### DO THIS
Reproduce the records from the line containing "For the benchmark, mark every instance of the wooden table" through the end of the records, both ends included and the requests kept. Raise every coordinate value in the answers by 68.

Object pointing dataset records

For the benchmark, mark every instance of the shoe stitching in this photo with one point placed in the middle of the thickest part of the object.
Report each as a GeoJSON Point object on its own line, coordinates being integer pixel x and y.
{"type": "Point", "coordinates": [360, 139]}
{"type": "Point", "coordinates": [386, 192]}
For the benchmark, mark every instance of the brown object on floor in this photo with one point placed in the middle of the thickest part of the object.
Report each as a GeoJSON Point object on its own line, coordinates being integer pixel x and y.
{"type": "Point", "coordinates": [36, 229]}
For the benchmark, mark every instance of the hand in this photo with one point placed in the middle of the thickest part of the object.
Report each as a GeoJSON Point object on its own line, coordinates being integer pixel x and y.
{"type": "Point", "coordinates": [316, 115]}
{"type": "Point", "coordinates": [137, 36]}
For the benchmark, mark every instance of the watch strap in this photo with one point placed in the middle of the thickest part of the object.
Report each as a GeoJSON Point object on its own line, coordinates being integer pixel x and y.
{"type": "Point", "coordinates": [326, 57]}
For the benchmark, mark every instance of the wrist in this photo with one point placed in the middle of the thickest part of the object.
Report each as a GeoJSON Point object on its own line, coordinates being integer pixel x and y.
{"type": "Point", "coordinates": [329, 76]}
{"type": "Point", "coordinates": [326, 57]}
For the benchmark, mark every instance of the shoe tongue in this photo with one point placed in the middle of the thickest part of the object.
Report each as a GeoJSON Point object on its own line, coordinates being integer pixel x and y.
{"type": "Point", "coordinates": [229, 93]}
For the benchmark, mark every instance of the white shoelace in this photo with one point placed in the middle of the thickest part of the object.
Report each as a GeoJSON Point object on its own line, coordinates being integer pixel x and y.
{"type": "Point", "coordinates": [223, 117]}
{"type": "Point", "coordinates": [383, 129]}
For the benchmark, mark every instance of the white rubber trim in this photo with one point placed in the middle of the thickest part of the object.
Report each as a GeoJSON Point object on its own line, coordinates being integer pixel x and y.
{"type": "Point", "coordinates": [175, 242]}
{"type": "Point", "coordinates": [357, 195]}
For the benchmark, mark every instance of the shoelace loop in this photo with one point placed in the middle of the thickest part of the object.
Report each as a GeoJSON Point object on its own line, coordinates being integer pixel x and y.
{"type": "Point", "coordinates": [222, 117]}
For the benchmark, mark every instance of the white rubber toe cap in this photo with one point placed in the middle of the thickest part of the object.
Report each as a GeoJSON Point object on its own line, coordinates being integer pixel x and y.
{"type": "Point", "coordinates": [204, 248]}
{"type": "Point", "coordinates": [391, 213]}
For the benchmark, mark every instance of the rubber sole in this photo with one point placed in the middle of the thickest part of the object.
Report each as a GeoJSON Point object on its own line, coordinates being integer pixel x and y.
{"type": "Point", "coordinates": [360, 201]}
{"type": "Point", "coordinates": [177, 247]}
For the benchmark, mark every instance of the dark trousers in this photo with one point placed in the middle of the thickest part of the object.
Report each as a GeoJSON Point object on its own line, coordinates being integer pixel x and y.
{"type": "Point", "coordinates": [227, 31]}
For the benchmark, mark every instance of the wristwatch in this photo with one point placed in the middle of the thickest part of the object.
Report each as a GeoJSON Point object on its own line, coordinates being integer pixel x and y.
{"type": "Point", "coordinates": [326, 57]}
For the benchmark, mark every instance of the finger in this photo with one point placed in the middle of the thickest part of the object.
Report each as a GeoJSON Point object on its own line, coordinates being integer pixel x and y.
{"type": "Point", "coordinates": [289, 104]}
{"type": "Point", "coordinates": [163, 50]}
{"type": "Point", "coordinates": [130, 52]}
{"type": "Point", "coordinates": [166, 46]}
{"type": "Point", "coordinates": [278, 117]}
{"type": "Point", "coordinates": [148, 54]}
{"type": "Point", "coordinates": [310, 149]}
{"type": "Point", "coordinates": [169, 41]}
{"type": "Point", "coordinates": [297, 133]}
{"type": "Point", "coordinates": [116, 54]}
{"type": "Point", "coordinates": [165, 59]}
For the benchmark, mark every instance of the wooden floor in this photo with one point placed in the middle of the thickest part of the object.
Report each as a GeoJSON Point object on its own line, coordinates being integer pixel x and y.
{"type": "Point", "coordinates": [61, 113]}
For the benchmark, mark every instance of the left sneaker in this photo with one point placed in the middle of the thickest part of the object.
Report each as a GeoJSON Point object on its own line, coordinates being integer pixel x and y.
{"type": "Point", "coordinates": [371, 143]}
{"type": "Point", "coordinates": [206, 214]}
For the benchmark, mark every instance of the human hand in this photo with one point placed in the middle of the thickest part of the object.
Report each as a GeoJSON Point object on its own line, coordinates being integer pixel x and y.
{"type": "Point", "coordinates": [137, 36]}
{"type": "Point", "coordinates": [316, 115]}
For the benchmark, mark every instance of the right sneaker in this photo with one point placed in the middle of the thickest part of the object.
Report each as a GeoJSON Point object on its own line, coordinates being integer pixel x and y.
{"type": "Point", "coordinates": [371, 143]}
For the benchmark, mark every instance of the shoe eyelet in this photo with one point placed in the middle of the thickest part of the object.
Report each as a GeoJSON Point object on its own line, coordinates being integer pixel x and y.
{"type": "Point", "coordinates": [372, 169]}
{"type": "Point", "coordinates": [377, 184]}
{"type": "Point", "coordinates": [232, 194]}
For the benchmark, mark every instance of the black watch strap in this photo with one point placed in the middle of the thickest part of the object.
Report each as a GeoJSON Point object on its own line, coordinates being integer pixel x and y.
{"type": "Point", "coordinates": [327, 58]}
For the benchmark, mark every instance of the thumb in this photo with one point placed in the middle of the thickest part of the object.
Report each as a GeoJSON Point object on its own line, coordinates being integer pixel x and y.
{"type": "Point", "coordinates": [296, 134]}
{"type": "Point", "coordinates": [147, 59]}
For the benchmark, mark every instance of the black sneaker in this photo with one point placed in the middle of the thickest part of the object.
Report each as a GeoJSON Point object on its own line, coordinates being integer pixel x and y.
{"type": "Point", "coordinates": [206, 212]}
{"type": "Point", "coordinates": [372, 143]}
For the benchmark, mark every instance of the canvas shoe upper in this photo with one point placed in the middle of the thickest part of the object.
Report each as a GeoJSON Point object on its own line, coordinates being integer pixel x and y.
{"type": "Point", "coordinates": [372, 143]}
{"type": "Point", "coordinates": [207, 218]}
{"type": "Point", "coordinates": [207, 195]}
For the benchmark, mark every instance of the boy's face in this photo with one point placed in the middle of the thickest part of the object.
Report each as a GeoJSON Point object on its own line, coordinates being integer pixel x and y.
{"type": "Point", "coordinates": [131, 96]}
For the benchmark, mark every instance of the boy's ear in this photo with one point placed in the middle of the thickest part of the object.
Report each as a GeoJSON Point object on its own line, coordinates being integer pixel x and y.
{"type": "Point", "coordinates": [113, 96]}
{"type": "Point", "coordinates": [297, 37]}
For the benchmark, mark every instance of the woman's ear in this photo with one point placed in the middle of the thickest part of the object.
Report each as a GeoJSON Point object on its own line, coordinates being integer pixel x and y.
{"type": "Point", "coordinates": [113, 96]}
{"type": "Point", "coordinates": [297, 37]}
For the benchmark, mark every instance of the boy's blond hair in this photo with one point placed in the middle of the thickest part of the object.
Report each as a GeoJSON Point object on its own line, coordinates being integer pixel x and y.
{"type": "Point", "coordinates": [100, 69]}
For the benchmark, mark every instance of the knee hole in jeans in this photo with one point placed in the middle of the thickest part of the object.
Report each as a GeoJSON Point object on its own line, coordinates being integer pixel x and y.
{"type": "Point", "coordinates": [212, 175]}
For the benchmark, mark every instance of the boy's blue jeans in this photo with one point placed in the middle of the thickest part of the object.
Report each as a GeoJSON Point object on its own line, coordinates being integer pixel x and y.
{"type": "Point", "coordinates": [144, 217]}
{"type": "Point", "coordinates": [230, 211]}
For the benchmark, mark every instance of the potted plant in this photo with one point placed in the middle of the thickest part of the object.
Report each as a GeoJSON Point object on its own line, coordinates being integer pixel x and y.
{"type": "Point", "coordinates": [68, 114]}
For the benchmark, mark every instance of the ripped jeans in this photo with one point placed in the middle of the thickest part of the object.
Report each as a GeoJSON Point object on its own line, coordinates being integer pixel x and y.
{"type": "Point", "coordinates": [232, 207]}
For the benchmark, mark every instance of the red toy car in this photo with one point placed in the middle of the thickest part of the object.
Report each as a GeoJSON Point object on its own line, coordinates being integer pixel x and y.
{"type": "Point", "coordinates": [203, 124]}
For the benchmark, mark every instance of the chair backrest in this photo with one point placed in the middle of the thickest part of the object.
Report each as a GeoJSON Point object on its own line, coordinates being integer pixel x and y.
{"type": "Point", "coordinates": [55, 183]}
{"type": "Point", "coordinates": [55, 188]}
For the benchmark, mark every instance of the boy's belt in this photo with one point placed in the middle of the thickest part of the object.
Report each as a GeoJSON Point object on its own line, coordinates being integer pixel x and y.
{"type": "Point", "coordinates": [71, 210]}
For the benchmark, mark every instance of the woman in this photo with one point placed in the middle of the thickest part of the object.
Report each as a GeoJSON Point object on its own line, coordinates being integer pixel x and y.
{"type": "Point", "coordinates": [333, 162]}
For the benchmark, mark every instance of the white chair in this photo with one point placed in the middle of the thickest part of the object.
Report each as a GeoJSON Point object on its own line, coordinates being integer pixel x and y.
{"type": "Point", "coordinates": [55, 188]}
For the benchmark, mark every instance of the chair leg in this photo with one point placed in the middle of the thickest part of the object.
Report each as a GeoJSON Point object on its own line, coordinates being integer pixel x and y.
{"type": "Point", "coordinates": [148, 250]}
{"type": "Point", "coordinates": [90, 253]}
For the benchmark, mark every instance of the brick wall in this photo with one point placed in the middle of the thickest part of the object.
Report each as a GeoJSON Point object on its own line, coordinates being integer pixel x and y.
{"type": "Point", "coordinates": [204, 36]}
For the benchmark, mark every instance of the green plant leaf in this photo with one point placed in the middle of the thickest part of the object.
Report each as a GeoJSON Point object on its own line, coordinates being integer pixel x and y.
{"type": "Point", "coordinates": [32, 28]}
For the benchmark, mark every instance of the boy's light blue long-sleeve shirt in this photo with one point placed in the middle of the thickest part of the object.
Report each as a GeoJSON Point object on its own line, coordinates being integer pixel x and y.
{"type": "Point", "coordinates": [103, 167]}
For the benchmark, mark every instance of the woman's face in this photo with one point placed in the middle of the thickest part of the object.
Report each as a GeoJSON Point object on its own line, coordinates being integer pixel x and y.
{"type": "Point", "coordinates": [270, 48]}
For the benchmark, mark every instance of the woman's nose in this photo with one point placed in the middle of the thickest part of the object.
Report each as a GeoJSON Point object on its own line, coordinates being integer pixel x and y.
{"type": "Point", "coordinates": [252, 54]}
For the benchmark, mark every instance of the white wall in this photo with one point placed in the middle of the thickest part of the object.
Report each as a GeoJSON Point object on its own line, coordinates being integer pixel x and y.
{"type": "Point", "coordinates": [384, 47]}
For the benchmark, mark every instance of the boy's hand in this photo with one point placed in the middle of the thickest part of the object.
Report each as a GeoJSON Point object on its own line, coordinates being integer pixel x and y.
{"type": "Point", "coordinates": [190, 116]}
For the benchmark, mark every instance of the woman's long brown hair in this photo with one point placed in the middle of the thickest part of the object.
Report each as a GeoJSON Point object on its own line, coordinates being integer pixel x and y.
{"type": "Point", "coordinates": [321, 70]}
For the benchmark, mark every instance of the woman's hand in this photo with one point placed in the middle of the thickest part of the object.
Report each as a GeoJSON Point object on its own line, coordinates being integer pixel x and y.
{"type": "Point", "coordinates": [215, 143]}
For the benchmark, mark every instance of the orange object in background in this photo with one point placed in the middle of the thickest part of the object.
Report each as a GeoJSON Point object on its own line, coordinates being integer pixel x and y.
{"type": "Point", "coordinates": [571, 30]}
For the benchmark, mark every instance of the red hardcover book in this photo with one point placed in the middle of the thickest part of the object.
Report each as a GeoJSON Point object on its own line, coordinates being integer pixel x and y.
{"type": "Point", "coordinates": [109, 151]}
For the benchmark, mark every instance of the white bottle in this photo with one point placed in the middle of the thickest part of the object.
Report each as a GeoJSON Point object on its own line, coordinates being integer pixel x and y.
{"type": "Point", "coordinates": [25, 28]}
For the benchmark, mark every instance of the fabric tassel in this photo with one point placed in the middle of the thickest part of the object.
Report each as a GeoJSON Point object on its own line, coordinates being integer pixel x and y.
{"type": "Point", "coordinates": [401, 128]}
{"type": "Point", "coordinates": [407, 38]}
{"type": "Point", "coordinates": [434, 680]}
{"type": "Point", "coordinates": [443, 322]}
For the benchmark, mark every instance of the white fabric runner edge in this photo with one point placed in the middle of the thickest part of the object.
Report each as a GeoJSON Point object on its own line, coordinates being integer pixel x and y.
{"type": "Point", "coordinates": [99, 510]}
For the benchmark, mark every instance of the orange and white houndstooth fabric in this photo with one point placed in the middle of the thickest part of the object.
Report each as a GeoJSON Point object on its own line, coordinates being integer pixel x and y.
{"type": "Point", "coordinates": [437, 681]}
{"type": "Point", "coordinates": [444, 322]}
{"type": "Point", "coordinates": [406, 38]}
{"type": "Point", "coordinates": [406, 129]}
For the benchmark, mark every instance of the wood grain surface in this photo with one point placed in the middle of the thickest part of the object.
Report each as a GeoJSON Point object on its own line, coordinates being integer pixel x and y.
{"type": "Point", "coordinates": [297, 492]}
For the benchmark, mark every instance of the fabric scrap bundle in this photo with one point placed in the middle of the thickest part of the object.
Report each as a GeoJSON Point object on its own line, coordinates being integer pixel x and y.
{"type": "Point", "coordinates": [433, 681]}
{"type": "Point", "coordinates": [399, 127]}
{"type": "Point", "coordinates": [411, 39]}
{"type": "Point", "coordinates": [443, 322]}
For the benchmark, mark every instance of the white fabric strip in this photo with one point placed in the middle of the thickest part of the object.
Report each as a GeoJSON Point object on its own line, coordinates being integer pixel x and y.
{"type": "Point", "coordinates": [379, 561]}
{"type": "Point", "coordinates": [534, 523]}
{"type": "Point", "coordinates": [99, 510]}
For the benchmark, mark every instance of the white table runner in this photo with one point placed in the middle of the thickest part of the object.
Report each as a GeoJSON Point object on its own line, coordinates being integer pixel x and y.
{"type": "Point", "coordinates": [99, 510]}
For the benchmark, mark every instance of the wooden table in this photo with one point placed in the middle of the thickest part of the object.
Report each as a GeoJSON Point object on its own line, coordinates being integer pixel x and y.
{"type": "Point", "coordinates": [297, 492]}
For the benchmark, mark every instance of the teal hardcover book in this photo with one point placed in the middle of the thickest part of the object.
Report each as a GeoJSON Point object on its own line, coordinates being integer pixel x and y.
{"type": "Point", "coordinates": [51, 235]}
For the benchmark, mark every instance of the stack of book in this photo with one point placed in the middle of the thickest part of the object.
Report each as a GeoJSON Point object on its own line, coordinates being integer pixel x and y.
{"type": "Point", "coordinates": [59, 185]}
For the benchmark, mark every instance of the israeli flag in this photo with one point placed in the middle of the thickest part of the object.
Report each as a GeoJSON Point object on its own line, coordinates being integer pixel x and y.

### SOLUTION
For the benchmark, mark every instance of the wooden table in this photo with one point placed in the middle of the thickest part of the object.
Report each as a GeoJSON Point object on its own line, coordinates being integer pixel x and y.
{"type": "Point", "coordinates": [365, 560]}
For the benchmark, mark every instance of the teal hardcover book in this photo with one point placed in the middle of the thickest part of the object.
Report each as a GeoJSON Point object on its own line, coordinates being integer pixel x and y.
{"type": "Point", "coordinates": [119, 303]}
For the benchmark, mark every instance of the stack of book in this photo with one point placed in the middle of the thickest part of the object.
Report each as a GeoJSON Point object on its own line, coordinates being integer pixel x and y.
{"type": "Point", "coordinates": [127, 253]}
For the benchmark, mark every instance of the israeli flag in this photo with one point placed in the middle of the thickest part of the object.
Report each as a GeoJSON Point object on its own line, coordinates being integer pixel x and y.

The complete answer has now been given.